Task details:
From the entries that follow, gather each line holding the word "rough".
>>>>>
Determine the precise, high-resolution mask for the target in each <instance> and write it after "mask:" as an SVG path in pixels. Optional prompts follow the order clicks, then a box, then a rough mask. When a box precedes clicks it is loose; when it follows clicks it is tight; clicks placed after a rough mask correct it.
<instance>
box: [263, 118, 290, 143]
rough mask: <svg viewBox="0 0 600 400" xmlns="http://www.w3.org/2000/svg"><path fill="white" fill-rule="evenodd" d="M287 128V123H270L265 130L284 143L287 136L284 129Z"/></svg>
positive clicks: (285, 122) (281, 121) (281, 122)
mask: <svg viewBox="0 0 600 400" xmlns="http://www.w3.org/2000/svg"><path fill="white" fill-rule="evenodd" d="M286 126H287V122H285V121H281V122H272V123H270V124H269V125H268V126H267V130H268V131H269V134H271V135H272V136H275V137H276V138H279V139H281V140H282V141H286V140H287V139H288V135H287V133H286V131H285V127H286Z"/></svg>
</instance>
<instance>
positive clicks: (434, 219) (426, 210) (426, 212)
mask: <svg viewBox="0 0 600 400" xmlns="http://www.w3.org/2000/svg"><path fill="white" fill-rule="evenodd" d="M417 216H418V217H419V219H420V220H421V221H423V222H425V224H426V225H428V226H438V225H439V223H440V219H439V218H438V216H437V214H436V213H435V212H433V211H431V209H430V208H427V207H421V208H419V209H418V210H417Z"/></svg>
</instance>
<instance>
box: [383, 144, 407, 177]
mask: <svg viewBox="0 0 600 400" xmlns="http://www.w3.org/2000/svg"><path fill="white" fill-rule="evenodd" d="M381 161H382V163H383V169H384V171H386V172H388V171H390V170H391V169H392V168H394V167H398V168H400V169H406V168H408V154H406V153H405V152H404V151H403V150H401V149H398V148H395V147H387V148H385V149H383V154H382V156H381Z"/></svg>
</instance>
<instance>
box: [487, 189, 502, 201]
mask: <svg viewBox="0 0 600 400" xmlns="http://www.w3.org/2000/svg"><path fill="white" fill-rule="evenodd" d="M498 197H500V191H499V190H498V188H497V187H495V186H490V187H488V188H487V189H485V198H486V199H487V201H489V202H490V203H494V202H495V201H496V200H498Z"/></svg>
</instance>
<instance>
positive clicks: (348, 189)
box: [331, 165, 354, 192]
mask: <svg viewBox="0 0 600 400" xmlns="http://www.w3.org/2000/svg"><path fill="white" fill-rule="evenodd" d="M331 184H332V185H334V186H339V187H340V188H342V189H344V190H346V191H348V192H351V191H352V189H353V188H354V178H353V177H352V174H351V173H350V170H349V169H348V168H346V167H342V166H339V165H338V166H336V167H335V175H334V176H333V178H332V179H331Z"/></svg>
<<<<<
Answer space:
Determine the precise, high-resolution mask for the target in each <instance> and write it after "mask:" as an SVG path in pixels. Optional prompts follow the order clicks, then a box, then a rough mask. When a box precedes clicks it is loose; when it follows clicks it is tight; clicks placed after a rough mask correct it.
rough mask: <svg viewBox="0 0 600 400" xmlns="http://www.w3.org/2000/svg"><path fill="white" fill-rule="evenodd" d="M287 128V123H270L265 130L284 143L287 136L284 129Z"/></svg>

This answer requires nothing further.